* [INPUT FOR THIS TASK]
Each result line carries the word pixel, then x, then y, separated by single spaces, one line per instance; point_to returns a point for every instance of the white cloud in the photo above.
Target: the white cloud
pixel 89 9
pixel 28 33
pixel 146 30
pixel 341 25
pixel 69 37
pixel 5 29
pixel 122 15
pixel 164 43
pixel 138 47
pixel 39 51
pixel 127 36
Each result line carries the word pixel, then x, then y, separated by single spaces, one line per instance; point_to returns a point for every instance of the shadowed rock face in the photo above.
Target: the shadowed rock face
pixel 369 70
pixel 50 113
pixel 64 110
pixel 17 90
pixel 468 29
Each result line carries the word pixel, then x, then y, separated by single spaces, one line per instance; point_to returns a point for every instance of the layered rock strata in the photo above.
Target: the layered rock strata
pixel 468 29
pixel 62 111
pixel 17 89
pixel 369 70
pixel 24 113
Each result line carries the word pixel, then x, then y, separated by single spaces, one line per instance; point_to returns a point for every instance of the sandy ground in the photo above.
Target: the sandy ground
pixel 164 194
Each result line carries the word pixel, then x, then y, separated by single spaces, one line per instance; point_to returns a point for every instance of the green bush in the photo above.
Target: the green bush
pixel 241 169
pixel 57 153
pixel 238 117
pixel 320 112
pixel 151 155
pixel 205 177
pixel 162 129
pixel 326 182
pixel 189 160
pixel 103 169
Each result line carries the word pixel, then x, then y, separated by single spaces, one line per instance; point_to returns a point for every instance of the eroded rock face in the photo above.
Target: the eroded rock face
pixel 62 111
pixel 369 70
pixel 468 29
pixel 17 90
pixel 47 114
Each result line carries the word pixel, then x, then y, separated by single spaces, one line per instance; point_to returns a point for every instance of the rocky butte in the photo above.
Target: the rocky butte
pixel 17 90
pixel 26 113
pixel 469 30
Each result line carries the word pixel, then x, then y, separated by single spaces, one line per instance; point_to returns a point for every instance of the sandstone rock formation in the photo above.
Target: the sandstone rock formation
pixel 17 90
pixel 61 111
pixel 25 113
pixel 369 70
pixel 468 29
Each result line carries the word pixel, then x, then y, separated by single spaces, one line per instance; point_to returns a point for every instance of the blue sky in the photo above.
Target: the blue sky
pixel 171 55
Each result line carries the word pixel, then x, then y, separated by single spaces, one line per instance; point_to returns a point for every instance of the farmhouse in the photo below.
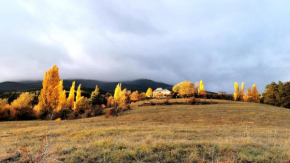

* [DIRECTIONS] Return all the entries word for word, but omit any pictures they contain.

* [WRITTEN RESPONSE]
Each result line carries the word pixel, then x, then y, separated by single spaces, one line per instance; point_to returns a point for every instance of the white cloud in the photo above.
Target: the white cloud
pixel 89 9
pixel 28 33
pixel 146 30
pixel 341 25
pixel 69 37
pixel 5 29
pixel 122 15
pixel 164 43
pixel 138 47
pixel 39 51
pixel 127 36
Each result line carries the word pixel, then x, then y, separated by single spaces, one line per instance; point_to returns a point for every instance of the shadowed rock face in the photo above.
Target: the shadowed rock face
pixel 369 70
pixel 50 113
pixel 64 110
pixel 17 90
pixel 468 29
Each result line carries the word pixel, then x, then y, separated by single spaces, one line per instance; point_to returns a point for every instance of the layered rock strata in the photo above.
Target: the layered rock strata
pixel 468 29
pixel 62 111
pixel 17 89
pixel 369 70
pixel 24 113
Each result line carries the word pixel, then x, then y, separated by single spaces, one line per instance; point_to returns a point for every instance of the sandy ground in the photo above.
Target: the sandy ground
pixel 164 194
Each result line carries the word pixel, then x, then y, separated by single spaces, one line per instance; point_to returns a point for every instance of the green bush in the photo above.
Target: the green bush
pixel 241 169
pixel 57 153
pixel 238 117
pixel 320 112
pixel 151 155
pixel 205 177
pixel 162 129
pixel 326 182
pixel 189 160
pixel 103 169
Each result line carries the word pixel, then x, then y, separated by single spaces, one line per instance; point_to returns a point for every instance of the eroded rock face in the photo above.
Target: the eroded rock face
pixel 62 111
pixel 369 70
pixel 468 29
pixel 17 90
pixel 47 114
Each result line carries the word pixel, then x, then y, separated by single spaces, one line per instance; point_to returns a point for every instance of the rocky butte in the photo above.
Target: the rocky butte
pixel 17 90
pixel 26 113
pixel 469 30
Each result line carries the word pixel, then x, then y, separated by single spaces, one line per instance; point_to returns a point for every instance of the sandstone rock formation in the photo above.
Target: the sandstone rock formation
pixel 17 90
pixel 61 111
pixel 25 113
pixel 369 70
pixel 468 29
Each result line carries the word pixel, then x, then y, separated by single spaces, one line per instance; point_to returns a point for every instance of the blue sky in the photo above.
Target: the blue sky
pixel 171 55
Each result line carries the word pixel, then x, then y, separated by single spaces, one line per instance; point_to returns a point for every instance of the farmhouse in the photo below.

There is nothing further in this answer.